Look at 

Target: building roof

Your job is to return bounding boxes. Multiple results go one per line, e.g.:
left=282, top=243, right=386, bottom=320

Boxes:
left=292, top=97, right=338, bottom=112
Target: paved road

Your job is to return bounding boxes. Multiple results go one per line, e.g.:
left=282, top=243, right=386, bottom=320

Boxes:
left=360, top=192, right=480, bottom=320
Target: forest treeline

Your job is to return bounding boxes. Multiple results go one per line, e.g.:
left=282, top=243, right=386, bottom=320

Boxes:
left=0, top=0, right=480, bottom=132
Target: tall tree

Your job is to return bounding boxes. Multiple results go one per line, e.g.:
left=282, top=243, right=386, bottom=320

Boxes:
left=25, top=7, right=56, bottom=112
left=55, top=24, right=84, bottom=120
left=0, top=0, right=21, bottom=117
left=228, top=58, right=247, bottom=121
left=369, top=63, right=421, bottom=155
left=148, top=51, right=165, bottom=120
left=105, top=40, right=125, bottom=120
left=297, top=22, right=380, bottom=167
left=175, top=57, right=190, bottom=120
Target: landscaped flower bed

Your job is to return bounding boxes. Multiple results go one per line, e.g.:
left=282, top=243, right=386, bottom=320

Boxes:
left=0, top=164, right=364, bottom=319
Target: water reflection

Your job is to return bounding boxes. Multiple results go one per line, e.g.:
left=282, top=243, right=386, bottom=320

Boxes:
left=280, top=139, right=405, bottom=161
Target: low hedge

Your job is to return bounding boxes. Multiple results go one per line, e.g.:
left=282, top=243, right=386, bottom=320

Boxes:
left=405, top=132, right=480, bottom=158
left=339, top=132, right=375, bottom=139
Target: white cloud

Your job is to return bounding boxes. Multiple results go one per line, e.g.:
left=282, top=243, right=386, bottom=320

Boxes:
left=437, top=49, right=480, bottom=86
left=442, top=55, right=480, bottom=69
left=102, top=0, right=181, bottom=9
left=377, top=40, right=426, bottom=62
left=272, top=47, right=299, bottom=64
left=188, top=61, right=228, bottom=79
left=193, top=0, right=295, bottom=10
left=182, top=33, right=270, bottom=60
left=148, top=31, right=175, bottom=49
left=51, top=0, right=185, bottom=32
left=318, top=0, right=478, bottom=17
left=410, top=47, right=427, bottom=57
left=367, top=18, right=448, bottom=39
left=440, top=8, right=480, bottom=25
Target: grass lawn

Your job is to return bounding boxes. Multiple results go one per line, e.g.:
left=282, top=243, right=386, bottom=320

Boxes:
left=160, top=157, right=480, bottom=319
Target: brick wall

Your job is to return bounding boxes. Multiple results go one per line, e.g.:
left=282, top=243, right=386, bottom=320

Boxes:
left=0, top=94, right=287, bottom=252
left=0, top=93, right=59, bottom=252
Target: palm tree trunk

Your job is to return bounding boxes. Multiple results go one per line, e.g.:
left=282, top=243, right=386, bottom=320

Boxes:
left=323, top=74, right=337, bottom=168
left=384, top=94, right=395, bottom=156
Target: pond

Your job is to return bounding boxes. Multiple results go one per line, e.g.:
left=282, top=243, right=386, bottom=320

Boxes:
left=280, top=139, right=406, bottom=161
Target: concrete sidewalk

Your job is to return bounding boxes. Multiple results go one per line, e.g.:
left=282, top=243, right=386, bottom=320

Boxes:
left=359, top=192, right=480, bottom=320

|---|

**OBJECTIVE:**
Render the records above as a two-column CSV headed request_text,boxes, with one row for every request: the full request text in the first field and its answer in the second. Enclose each field in double quotes and replace line breaks with spaces.

**FULL ANSWER:**
request_text,boxes
"Look at Target: building roof Your job is to return bounding boxes. Multiple results go one per line, e.g.: left=282, top=243, right=386, bottom=320 Boxes:","left=292, top=97, right=338, bottom=112"
"Target: paved road Your job is to return bounding boxes. Multiple results go one per line, e.g.: left=282, top=243, right=386, bottom=320 Boxes:","left=360, top=192, right=480, bottom=320"
"Target: forest treeline Your job is to return bounding boxes. Multiple results go one per line, e.g.: left=282, top=243, right=386, bottom=320 Boxes:","left=0, top=0, right=480, bottom=132"
"Target: tall tree Your job is to return bounding boxes. Multiple results go one per line, e.g.: left=282, top=243, right=386, bottom=320 Boxes:","left=25, top=7, right=56, bottom=112 left=55, top=24, right=84, bottom=120 left=0, top=0, right=21, bottom=117 left=228, top=58, right=247, bottom=121 left=369, top=63, right=421, bottom=155 left=148, top=51, right=165, bottom=120 left=105, top=40, right=125, bottom=120 left=297, top=22, right=380, bottom=167 left=175, top=57, right=190, bottom=120"
"Target: landscaped flower bed Your job is to return bounding boxes. Multiple results go one per line, e.g.: left=282, top=243, right=386, bottom=320 Boxes:","left=0, top=164, right=364, bottom=319"
"Target: water reflection Your job is to return bounding boxes. Multiple results go one per line, e.g.: left=282, top=243, right=386, bottom=320 Boxes:","left=280, top=139, right=405, bottom=161"
"Target: low hedge Your job is to return bounding boxes. Multiple results go one per line, e.g.: left=282, top=243, right=386, bottom=320 Boxes:","left=405, top=132, right=480, bottom=158 left=339, top=132, right=375, bottom=139"
"Target: white cloud Your job is to return bounding boxes. Multiple results go one per line, e.g.: left=282, top=243, right=386, bottom=320 Boxes:","left=437, top=49, right=480, bottom=86 left=442, top=55, right=480, bottom=69 left=102, top=0, right=181, bottom=9 left=377, top=40, right=426, bottom=62 left=272, top=47, right=299, bottom=64 left=188, top=61, right=228, bottom=79 left=193, top=0, right=295, bottom=10 left=182, top=33, right=270, bottom=60 left=148, top=31, right=175, bottom=49 left=51, top=0, right=185, bottom=32 left=318, top=0, right=478, bottom=17 left=410, top=47, right=427, bottom=57 left=367, top=18, right=448, bottom=39 left=440, top=8, right=480, bottom=25"
"Target: grass lawn Your job is to return bounding boxes. Multiple results go one per line, e.g.: left=282, top=243, right=386, bottom=320 Boxes:","left=160, top=157, right=480, bottom=319"
"Target: brick wall Your job is to return bounding boxes. Multiple results go one per line, e.g.: left=282, top=243, right=386, bottom=320 Boxes:","left=0, top=94, right=287, bottom=252 left=0, top=93, right=59, bottom=252"
"Target: palm tree trunk Your job is to return bounding boxes. Multiple results go one per line, e.g.: left=282, top=243, right=386, bottom=320 Boxes:","left=323, top=74, right=337, bottom=168 left=384, top=94, right=395, bottom=156"
"Target: pond Your job is to return bounding boxes. Multiple results go one per line, e.g.: left=282, top=243, right=386, bottom=320 Boxes:","left=280, top=139, right=406, bottom=161"
"Target: concrete sidewalk Your job is to return bounding boxes. Multiple results go one per line, e.g.: left=282, top=243, right=386, bottom=320 Boxes:","left=359, top=192, right=480, bottom=320"